[Dataset entries]
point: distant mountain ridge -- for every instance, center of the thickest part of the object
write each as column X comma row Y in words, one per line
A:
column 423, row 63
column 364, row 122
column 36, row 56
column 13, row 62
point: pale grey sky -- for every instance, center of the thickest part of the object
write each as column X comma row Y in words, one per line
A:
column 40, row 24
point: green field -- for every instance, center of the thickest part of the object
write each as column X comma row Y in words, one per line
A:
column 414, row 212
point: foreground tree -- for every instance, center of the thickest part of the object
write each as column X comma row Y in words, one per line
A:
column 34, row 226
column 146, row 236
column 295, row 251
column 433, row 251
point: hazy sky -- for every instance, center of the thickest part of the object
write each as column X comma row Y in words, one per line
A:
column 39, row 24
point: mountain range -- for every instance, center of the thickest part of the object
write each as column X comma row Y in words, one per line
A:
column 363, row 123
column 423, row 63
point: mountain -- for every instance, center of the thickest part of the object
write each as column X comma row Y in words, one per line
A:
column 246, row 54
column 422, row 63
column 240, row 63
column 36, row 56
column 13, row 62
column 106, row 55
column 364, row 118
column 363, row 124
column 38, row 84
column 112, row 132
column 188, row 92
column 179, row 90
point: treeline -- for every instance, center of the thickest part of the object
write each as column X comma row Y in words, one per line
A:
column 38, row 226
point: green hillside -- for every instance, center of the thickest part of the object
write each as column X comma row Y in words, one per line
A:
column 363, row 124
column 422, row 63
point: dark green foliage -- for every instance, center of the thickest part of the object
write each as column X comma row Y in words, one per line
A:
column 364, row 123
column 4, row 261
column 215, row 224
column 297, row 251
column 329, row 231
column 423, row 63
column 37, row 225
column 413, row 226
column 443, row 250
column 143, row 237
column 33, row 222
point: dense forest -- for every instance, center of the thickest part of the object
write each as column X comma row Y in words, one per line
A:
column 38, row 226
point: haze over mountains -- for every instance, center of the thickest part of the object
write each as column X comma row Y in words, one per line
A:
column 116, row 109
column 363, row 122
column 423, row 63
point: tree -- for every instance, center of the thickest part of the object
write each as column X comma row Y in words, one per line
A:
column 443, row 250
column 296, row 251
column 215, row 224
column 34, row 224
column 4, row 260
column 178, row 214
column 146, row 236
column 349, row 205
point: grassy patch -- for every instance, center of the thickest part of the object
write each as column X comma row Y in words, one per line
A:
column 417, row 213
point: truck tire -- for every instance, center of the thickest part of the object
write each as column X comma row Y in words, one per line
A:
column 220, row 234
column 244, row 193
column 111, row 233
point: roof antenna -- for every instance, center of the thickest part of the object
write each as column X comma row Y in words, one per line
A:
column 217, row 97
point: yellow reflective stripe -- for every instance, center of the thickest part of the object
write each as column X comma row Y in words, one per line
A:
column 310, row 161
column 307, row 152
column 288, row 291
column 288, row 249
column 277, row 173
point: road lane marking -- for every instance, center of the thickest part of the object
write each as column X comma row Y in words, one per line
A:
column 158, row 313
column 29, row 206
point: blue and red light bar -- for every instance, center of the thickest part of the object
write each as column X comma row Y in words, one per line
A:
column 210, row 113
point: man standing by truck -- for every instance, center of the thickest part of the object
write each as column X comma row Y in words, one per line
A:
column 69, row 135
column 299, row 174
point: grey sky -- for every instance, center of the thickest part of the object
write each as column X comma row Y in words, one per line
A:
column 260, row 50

The problem – Starting at the line that contains "point: grassy patch" and ending at the line that contains "column 217, row 97", place each of those lines into a JSON array of strings, one string per line, with blank lines omitted.

Task result –
[
  "point: grassy patch -- for every instance, center of the thickest part of the object",
  "write each as column X comma row Y in words, one per line",
  "A:",
  "column 417, row 213",
  "point: truck tire -- for every instance, center of the thickest part of the object",
  "write each as column X comma row Y in words, one per line",
  "A:",
  "column 220, row 234",
  "column 244, row 193",
  "column 111, row 233",
  "point: roof antenna -- for every instance, center of the thickest part of the object",
  "write each as column X comma row Y in words, one per line",
  "A:",
  "column 217, row 97"
]